WORK REQUEST => The text below is about the judge Dere. List every subject area that, according to its "Notable judgments" section, her independently passed orders have concerned.

READING TEXT =>
On 18 December 2025, Supreme court collegium headed by CJI Surya Kant recommended her to be appointed as chief justice of Meghalaya High Court. Central government cleared her elevation as Chief Justice on 1 January 2026 and she took oath as second women chief justice of Meghalaya High Court on 10 January 2026.

== Notable judgments ==
Dere has been a part of several benches, and has also independently passed several orders relating to police accountability and corruption, as well as concerning women's rights, and public welfare.

In 2015, Dere and another judge, V.M. Kanade ordered the Government of Maharashtra to take strict action against custodial deaths, and to investigate and suspend policemen responsible for any such deaths.

In 2016, she was part of a bench holding that the prohibition on allowing women to enter the inner sanctum of the Haji Ali Dargah (a mosque in Bombay) was unconstitutional, and directed the managing trust of the mosque to allow women to enter and worship.

EXTRACTED RECORDS =>
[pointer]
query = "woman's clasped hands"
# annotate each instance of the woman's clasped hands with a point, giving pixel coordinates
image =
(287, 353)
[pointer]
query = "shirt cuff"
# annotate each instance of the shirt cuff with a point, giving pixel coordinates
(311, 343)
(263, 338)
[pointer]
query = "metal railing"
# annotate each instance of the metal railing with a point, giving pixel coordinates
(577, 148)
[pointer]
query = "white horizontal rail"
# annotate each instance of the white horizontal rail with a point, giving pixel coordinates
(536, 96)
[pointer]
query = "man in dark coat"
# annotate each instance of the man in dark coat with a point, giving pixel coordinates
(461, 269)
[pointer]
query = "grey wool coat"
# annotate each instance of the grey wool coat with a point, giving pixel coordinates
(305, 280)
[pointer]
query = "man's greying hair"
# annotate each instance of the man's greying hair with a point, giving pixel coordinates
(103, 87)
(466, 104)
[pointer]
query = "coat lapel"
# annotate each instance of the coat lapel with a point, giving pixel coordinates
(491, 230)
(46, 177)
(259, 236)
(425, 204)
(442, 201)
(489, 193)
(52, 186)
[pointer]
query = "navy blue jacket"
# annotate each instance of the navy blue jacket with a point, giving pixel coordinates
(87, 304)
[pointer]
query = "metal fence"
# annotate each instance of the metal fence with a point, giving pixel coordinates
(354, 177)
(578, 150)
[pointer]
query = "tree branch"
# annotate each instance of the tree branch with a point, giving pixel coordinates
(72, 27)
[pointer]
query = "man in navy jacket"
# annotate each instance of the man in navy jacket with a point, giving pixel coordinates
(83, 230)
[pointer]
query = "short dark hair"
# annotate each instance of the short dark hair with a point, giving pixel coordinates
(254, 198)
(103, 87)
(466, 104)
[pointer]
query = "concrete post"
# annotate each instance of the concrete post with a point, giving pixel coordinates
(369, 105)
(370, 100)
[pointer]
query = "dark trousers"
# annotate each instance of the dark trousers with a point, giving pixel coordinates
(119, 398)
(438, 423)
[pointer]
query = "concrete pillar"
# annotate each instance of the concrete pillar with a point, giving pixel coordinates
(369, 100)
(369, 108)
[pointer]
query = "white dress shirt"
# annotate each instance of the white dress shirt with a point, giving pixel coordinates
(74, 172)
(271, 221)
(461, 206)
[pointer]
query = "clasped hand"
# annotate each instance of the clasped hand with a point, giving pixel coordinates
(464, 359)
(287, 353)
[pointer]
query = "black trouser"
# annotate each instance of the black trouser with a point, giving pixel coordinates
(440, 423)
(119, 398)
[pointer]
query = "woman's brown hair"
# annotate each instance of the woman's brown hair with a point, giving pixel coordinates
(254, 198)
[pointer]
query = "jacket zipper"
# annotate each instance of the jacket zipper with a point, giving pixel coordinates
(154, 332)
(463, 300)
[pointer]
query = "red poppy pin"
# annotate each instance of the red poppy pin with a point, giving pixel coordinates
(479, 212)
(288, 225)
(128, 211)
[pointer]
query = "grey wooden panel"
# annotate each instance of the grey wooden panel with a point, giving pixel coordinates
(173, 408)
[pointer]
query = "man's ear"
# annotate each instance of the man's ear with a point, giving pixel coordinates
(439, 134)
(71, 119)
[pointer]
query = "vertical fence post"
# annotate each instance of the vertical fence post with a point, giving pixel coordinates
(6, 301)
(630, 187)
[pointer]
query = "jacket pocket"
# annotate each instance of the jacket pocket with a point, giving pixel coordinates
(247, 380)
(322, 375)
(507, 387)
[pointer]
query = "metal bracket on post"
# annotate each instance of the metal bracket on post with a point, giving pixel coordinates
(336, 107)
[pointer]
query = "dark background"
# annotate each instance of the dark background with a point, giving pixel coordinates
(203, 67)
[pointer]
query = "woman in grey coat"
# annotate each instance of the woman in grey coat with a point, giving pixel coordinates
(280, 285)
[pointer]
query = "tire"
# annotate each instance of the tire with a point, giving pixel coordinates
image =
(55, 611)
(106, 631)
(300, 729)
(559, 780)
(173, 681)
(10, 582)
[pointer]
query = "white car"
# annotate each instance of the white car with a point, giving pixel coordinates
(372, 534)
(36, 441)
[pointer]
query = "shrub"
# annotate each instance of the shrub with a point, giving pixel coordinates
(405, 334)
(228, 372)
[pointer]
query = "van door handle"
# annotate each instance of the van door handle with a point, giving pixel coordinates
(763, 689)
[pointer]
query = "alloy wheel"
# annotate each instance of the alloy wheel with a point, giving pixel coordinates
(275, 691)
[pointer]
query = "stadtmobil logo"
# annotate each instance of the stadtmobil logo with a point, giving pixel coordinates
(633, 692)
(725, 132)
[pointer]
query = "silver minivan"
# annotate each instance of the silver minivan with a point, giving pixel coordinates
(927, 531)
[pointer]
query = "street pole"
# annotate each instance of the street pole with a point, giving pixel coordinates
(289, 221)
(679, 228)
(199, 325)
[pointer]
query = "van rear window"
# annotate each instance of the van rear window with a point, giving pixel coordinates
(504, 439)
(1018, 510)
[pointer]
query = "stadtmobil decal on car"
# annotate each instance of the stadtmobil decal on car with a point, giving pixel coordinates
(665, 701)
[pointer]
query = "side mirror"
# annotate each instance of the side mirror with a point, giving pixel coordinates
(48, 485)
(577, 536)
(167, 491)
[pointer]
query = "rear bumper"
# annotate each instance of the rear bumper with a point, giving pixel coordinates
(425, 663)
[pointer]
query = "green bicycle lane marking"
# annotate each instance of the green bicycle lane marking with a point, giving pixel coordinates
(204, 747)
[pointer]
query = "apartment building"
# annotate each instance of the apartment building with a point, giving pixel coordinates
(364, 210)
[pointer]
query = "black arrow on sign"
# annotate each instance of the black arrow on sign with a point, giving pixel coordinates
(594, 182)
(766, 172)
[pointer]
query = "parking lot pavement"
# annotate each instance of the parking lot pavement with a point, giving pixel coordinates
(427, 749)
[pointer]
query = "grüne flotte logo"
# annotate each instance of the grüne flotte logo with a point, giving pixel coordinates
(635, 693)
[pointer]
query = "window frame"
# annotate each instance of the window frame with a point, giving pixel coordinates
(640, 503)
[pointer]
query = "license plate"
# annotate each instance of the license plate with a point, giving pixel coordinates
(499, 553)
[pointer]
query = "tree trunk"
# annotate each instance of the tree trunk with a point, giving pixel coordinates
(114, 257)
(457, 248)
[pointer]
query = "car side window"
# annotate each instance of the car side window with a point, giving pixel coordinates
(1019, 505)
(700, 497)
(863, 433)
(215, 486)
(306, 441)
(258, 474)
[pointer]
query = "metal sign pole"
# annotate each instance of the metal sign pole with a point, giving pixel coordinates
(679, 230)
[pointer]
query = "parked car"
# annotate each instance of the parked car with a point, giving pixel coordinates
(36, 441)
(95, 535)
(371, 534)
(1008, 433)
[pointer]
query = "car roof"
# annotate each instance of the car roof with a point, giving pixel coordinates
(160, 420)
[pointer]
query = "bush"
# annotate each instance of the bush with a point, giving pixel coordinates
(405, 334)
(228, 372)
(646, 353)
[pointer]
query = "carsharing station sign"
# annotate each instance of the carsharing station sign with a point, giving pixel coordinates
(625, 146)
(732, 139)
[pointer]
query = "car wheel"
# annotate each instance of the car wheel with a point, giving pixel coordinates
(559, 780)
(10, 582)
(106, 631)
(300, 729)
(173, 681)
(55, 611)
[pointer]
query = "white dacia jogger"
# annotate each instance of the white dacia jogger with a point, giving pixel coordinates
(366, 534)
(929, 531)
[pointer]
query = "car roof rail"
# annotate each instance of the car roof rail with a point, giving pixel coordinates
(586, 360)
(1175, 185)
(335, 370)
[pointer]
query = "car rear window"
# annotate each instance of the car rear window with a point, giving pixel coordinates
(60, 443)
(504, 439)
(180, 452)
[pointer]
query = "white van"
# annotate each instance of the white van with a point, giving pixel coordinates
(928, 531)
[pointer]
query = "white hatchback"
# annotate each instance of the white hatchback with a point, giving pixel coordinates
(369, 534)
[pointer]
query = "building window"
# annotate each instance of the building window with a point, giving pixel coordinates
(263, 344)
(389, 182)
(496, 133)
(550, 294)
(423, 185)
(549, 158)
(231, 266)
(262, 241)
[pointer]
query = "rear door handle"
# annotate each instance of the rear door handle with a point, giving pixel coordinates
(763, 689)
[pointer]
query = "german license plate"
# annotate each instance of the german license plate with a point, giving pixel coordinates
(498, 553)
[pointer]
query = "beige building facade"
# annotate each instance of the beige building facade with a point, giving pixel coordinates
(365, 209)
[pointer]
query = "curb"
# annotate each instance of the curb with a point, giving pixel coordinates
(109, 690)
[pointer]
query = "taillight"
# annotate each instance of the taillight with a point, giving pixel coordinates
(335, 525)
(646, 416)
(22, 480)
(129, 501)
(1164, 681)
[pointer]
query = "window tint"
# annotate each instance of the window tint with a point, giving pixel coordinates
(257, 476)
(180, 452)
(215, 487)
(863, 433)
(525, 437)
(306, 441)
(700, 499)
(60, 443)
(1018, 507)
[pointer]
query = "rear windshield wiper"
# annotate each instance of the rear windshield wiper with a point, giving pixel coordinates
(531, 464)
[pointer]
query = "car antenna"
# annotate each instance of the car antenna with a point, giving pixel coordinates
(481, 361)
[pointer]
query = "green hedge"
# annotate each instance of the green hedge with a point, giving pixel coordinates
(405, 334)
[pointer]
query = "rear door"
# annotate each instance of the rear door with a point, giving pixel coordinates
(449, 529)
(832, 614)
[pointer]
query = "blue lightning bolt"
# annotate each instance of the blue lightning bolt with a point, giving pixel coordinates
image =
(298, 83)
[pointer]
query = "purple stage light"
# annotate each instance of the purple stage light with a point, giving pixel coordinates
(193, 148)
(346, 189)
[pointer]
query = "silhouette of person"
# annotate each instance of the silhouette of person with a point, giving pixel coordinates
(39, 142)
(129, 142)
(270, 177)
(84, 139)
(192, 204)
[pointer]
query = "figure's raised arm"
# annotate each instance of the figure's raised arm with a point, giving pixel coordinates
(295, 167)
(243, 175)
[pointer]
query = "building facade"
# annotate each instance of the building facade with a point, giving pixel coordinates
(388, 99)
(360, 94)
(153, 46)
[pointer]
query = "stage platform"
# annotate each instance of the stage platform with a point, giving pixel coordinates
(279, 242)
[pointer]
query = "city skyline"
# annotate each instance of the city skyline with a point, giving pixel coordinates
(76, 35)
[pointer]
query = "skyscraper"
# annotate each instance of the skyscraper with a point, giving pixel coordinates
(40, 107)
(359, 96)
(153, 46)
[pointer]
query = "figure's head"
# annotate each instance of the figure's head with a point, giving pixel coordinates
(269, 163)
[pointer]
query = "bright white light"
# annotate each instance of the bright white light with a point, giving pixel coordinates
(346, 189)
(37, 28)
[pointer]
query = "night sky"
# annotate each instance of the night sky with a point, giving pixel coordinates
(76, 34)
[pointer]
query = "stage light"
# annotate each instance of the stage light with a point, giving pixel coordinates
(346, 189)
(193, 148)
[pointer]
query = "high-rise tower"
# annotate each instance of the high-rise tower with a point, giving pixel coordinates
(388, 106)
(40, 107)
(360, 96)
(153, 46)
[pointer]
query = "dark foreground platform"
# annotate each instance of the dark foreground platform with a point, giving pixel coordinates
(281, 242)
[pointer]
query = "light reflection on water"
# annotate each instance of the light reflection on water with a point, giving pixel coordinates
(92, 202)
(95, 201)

RESULT =>
- Police accountability
- Corruption
- Women's rights
- Public welfare